Задания:
1. Выпишите из текста об онтологическом аргументе без изменений всё от слов «Впрочем, ошибки предшественников» вплоть до слов «сообщить себе бытие.».
2. Ответьте кратко на вопросы по тексту об онтологическом аргументе:
(а) Как Кант расценивал онтологический аргумент?
(б) Какой общий недостаток Гегель находил в доказательствах Ансельма и Декарта?
(в) От признания чего изначально отказался Фихте?
3. Изложите в виде списка абзац текста об онтологическом аргументе, начинающийся словами «Ничуть не меньшей в подготовке», сохранив его основные положения.

Исходный текст:
★ ★ ★
Гегель неоднократно указывал, что теоретическое обоснование перехода субъективности в объективность, по своему подлинному содержанию, соответствует тому, что в истории метафизики известно как онтологическое доказательство бытия Бога или, по другому, онтологический аргумент. Кант, как мы помним, очень высоко оценил физико-телеологическое и космологическое доказательства, усмотрев в них, подобно синтетическим суждениям априори, естественные действия разума, в частности, лежащие в основании «религиозного возвышения человечества». Онтологический аргумент, напротив, рассматривался им как сугубо искусственное изобретение схоластики, своеобразный «интеллектуальный пустоцвет», и не более того. Гегель, в данном пункте, придерживался радикально иной позиции. Для него глубинный смысл онтологического аргумента состоял в раскрытии самонедостаточности субъективности как таковой, в обосновании ее способности и даже обреченности прорвать свой предел и выйти в объективность. Но именно такое понимание скрытого смысла, содержащегося в онтологическом доказательстве, задавало вектор критического отношения к его классическим формам. И в громоздком доказательстве Ансельма, и в изящном силлогизме Декарта Гегель усматривал общий недостаток: в каждом из этих вариантов в качестве предпосылки предполагалось то, что как раз и требовалось доказать. Точнее даже не доказать в обычном смысле этого слова, а диалектически раскрыть. Их ошибочность состояла вовсе не в ложности самого вывода, а в некорректности пути, который к этому выводу вел: переход субъективности в объективность должен быть раскрыт, исходя из внутренней логики развития самой субъективности. 

Впрочем, ошибки предшественников были также весьма закономерны: для того чтобы адекватно раскрыть логику перехода субъекта в объект, о самой субъективности следовало иметь куда более глубокое представление, чем учение рационализма о врожденных идеях. Парадокс истории состоял в том, что главный ниспровергатель классической формы онтологического доказательства Кант, на самом деле, своей философией подготовил основную почву для возникновения его неклассического, гегелевского варианта. Раскрыв разум в качестве активного, деятельного начала, представленного в виде имманентных ему форм суждений и силлогизмов, философ сумел показать его способность самостоятельно сотворить идею Бога, причем, в точном смысле слова, сотворить из ничего. Правда, в критической философии, эта созданная разумом конструкция пока еще оставалась «только идеей», не способной сообщить себе бытие.

Ничуть не меньшей в подготовке данного гегелевского шага была и роль Фихте. Изначально отказавшись от признания существования чего-либо вне человеческого Я, он представил субъективность не как застывшую, а как творящую саму себя реальность, к тому, же способную сотворить и нечто, по видимости противостоящее себе. Более того, эта субъективность оказалась способной и на подлинный онтологический переход – на объективное сотворение другого Я, находящегося с ней в рефлексивной взаимосвязи. В рамках гегелевского учения философия, таким образом, смогла на принципиально новой основе обратиться к построению истинного не только по выводу, но и по методу онтологического аргумента.
★ ★ ★
Исходные материалы:
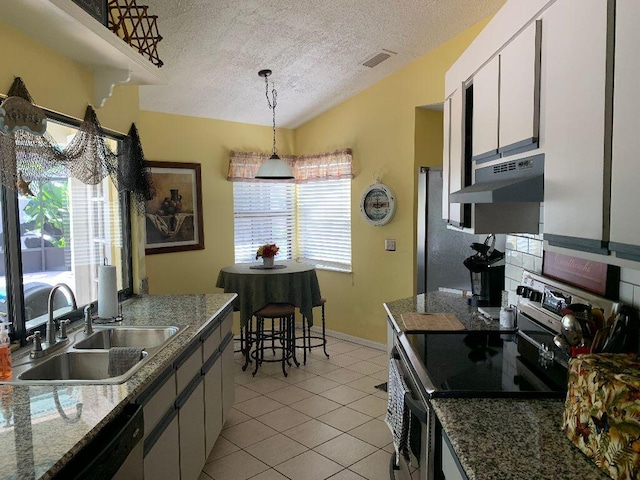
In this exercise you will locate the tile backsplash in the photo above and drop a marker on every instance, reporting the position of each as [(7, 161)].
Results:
[(524, 252)]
★ ★ ★
Ответы к заданиям:
1.
Впрочем, ошибки предшественников были также весьма закономерны: для того чтобы адекватно раскрыть логику перехода субъекта в объект, о самой субъективности следовало иметь куда более глубокое представление, чем учение рационализма о врожденных идеях. Парадокс истории состоял в том, что главный ниспровергатель классической формы онтологического доказательства Кант, на самом деле, своей философией подготовил основную почву для возникновения его неклассического, гегелевского варианта. Раскрыв разум в качестве активного, деятельного начала, представленного в виде имманентных ему форм суждений и силлогизмов, философ сумел показать его способность самостоятельно сотворить идею Бога, причем, в точном смысле слова, сотворить из ничего. Правда, в критической философии, эта созданная разумом конструкция пока еще оставалась «только идеей», не способной сообщить себе бытие.

2.
(а) Как сугубо искусственное изобретение схоластики, своеобразный «интеллектуальный пустоцвет».
(б) В каждом из них в качестве предпосылки предполагалось то, что как раз требовалось доказать.
(в) От признания существования чего-либо вне человеческого Я.

3.
- Роль Фихте в подготовке этого гегелевского шага была ничуть не меньшей.
- Фихте изначально отказался признавать существование чего-либо вне человеческого Я.
- Субъективность он представил как творящую саму себя реальность. Она способна сотворить и нечто, по видимости противостоящее ей.
- Такая субъективность способна на подлинный онтологический переход: на объективное сотворение другого Я, находящегося с ней в рефлексивной взаимосвязи.
- Благодаря этому в учении Гегеля философия смогла на принципиально новой основе построить онтологический аргумент, истинный не только по выводу, но и по методу.